Exercise task: Return every line of the records that contains the word "water". Case counts.

Material shown:
------

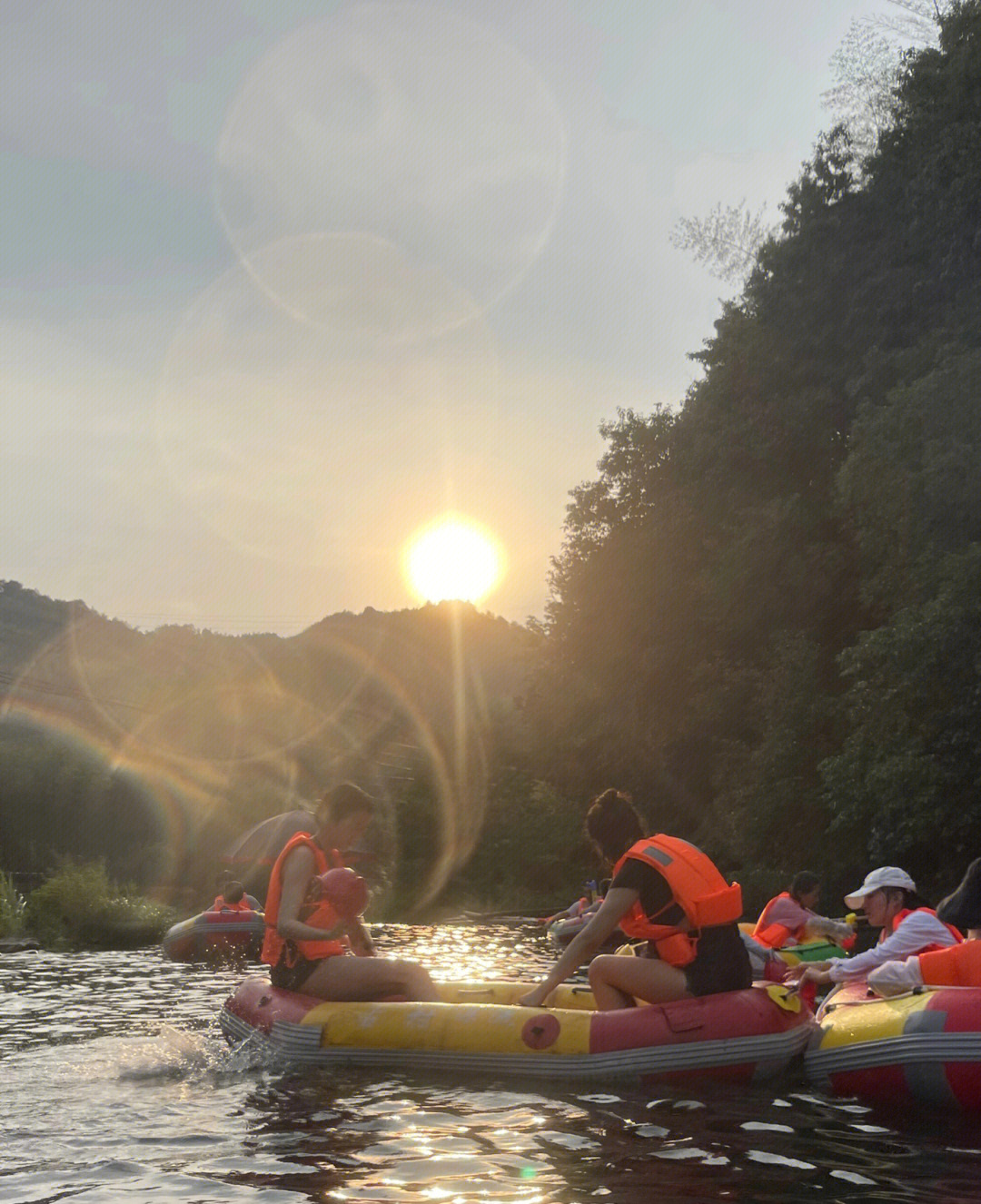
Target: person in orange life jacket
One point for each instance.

------

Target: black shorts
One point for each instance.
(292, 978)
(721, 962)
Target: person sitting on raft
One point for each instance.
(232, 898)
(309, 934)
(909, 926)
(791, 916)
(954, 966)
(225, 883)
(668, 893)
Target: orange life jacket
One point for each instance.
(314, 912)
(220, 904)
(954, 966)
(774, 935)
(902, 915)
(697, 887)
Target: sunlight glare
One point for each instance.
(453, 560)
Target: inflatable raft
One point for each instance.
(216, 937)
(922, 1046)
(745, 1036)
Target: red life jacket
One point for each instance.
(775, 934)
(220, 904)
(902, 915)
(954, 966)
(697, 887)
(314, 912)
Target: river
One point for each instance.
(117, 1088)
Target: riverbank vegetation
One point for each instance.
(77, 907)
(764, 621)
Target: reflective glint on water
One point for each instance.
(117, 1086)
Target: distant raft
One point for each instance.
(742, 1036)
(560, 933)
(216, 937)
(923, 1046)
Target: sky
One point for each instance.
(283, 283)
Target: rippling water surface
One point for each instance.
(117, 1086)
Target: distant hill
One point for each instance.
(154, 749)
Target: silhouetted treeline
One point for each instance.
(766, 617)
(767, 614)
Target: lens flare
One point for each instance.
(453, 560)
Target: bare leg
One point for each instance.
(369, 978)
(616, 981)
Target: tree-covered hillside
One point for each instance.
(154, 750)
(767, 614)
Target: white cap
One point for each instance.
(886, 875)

------

Full answer:
Target: reflective glint on water
Target: rippling water surface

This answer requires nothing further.